:: Work to do ::
Using the records below, copy out exactly the line that contains "Pin the cross on" and every line that follows it, up to and including the last, and no others.

:: Data section ::
::::::

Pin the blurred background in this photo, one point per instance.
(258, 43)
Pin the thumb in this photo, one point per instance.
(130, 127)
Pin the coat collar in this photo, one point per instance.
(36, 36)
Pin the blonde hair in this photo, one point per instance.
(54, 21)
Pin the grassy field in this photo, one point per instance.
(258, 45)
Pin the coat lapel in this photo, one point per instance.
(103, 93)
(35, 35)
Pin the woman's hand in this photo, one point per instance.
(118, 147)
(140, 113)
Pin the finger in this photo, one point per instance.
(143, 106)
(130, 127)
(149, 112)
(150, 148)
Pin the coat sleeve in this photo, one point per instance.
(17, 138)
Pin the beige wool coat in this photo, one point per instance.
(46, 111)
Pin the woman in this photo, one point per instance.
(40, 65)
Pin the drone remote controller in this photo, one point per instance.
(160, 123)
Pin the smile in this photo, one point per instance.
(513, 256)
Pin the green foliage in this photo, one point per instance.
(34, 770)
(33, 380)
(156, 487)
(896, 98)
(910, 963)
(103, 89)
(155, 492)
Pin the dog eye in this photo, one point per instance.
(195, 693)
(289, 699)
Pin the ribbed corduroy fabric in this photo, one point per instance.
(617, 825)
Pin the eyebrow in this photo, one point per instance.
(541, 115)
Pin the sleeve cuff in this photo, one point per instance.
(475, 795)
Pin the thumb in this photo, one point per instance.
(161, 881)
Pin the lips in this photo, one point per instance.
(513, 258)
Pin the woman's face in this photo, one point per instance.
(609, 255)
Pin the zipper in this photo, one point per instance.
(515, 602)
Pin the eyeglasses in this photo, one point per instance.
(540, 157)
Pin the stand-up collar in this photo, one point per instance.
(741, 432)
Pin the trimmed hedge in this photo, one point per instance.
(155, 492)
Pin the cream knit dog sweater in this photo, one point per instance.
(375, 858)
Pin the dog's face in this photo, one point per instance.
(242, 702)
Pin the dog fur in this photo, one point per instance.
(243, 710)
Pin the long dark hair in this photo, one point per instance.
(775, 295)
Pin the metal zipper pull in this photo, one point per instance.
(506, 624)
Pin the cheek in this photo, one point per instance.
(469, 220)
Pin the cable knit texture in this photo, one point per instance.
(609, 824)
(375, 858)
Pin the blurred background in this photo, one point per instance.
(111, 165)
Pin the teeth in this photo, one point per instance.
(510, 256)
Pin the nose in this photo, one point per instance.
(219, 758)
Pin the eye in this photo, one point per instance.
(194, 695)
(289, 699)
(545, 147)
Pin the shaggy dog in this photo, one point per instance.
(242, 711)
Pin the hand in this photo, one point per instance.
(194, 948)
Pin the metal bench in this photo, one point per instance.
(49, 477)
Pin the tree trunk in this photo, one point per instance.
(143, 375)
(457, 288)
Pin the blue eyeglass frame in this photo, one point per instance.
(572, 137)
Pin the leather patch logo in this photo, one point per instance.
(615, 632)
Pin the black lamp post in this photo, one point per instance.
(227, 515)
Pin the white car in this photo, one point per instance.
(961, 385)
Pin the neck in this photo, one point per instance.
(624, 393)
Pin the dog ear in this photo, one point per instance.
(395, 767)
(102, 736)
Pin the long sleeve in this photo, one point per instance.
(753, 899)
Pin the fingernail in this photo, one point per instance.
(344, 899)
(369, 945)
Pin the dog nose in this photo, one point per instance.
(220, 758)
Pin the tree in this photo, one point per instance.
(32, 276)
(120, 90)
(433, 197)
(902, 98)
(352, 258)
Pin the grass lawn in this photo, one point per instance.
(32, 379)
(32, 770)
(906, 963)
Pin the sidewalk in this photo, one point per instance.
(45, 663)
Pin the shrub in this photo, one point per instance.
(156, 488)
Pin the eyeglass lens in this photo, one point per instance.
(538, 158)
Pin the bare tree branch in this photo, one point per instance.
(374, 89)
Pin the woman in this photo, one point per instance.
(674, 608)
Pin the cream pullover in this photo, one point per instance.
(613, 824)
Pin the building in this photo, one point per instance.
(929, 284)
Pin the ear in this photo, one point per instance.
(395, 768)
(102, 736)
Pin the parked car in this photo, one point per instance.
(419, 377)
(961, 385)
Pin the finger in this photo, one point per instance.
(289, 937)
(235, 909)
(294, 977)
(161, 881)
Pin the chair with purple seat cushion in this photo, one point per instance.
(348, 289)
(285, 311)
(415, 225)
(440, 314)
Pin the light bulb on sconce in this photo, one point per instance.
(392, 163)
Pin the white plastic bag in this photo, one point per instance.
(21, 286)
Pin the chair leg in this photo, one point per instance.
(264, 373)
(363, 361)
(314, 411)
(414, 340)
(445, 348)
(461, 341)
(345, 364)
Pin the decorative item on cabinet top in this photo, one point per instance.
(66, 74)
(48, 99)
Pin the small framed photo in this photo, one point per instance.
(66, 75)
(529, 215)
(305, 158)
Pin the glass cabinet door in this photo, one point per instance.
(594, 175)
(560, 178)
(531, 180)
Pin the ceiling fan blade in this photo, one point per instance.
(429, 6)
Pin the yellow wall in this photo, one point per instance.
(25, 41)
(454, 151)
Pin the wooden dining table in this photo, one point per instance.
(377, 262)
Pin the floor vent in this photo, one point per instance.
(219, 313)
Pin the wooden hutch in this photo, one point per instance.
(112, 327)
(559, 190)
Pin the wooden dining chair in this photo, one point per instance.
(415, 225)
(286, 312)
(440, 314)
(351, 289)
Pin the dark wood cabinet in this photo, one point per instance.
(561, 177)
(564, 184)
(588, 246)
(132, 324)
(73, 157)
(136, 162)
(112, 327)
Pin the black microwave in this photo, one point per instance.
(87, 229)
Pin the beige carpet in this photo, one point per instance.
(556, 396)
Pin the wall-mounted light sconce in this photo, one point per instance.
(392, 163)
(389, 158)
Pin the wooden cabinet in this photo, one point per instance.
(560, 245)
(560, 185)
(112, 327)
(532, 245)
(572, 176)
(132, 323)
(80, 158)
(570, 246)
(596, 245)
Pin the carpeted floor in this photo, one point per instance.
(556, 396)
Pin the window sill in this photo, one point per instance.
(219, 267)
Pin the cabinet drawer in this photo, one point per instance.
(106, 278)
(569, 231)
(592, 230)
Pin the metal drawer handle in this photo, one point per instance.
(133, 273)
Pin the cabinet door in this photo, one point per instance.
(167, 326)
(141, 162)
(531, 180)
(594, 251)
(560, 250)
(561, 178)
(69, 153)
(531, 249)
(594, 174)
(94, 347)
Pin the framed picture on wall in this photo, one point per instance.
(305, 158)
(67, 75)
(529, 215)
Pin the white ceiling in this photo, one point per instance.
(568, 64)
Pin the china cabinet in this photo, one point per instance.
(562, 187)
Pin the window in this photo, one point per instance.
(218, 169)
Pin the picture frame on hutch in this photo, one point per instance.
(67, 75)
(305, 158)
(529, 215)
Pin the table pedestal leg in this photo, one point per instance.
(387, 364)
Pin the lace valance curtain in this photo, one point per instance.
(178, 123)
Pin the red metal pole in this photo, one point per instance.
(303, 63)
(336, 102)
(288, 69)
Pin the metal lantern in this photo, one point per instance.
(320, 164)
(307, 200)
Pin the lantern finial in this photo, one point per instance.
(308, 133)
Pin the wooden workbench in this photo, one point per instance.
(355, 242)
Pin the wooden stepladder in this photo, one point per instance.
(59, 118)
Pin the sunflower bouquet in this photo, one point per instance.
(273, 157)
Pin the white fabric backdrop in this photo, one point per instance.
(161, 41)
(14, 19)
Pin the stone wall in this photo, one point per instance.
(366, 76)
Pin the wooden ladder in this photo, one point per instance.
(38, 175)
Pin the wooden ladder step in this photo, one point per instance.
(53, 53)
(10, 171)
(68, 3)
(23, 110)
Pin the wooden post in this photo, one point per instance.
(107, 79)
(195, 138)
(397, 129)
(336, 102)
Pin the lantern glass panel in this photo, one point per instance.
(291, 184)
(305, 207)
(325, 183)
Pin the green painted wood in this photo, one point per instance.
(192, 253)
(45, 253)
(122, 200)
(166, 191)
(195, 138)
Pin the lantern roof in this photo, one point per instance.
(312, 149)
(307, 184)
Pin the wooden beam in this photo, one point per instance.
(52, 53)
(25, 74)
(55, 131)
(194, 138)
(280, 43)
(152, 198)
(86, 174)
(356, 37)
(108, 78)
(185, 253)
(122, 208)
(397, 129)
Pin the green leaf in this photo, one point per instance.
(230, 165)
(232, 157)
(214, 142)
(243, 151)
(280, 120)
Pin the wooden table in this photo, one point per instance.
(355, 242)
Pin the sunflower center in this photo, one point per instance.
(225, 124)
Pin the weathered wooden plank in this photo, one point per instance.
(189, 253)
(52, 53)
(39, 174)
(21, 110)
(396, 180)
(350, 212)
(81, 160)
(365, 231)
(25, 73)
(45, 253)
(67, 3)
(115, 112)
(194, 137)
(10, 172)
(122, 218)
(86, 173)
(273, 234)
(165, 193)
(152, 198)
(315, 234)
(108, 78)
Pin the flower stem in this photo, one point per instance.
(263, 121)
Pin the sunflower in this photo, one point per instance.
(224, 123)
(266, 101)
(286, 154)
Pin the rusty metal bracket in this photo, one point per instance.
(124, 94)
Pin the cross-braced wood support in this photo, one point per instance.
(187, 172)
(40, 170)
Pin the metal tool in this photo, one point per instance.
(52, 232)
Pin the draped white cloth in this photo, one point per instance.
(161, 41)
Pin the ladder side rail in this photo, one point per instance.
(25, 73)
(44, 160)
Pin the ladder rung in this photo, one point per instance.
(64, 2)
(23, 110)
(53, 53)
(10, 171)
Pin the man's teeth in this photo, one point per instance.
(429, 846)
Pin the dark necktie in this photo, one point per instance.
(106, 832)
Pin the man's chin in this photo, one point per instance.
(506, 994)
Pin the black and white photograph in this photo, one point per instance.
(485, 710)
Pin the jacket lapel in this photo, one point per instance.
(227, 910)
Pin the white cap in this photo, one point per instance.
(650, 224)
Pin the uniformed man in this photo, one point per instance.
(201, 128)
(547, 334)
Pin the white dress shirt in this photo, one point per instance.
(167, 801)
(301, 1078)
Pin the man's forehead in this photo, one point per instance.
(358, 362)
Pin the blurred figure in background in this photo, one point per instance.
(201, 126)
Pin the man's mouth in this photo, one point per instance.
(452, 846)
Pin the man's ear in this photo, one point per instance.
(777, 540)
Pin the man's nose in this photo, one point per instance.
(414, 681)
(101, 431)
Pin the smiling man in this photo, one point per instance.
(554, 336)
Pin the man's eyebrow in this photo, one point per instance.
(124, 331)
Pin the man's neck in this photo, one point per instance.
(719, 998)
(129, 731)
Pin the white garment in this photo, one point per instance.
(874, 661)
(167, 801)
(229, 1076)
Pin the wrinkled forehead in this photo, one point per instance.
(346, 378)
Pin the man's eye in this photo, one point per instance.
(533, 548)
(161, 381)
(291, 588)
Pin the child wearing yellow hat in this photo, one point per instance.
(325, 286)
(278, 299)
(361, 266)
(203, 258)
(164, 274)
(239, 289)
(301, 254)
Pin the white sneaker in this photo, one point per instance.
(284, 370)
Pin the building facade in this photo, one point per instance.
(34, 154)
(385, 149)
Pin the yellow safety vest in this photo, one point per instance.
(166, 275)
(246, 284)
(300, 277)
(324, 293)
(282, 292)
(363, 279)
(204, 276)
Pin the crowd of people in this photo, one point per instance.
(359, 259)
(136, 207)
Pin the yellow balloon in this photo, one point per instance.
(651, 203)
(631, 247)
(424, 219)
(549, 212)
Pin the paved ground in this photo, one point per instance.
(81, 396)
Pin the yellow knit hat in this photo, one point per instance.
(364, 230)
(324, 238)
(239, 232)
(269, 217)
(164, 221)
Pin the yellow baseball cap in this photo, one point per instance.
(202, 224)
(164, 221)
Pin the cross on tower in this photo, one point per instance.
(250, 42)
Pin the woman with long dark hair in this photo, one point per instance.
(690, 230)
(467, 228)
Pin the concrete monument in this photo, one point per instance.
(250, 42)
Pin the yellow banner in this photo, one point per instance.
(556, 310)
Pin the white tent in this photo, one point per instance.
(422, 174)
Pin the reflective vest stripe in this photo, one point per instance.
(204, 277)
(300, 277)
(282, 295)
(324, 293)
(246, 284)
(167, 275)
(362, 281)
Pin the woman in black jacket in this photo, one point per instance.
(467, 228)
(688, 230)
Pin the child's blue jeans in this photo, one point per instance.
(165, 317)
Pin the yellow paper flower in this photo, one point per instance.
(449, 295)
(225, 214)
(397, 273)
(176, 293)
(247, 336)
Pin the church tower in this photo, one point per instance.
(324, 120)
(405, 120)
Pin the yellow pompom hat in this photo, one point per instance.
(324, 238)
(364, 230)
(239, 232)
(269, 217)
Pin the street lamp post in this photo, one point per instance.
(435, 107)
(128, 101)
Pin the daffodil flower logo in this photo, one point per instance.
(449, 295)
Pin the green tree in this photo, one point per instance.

::::::

:: Solution for this problem ::
Pin the cross on tower in this photo, one point per instance.
(250, 42)
Pin the woman with long dark hair in this photo, one point per instance.
(690, 230)
(467, 228)
Pin the concrete monument in this photo, one point per instance.
(250, 42)
Pin the yellow banner in this photo, one point per instance.
(556, 310)
Pin the white tent in this photo, one point per instance.
(422, 174)
Pin the reflective vest stripe in this photo, one point per instance.
(204, 277)
(300, 277)
(282, 295)
(324, 293)
(246, 284)
(167, 275)
(362, 281)
Pin the woman in black jacket in this photo, one point per instance.
(467, 228)
(688, 230)
Pin the child's blue jeans in this photo, one point per instance.
(165, 317)
Pin the yellow paper flower in this photo, one point per instance.
(449, 295)
(225, 214)
(397, 273)
(176, 293)
(247, 336)
Pin the church tower in this photo, one point per instance.
(324, 120)
(405, 120)
Pin the yellow pompom hat in this photo, one point per instance.
(324, 238)
(364, 230)
(239, 232)
(269, 217)
Pin the street lamp post in this photo, one point per instance.
(435, 107)
(128, 101)
Pin the daffodil flower logo in this photo, one point per instance.
(449, 295)
Pin the green tree in this photo, one point per instance.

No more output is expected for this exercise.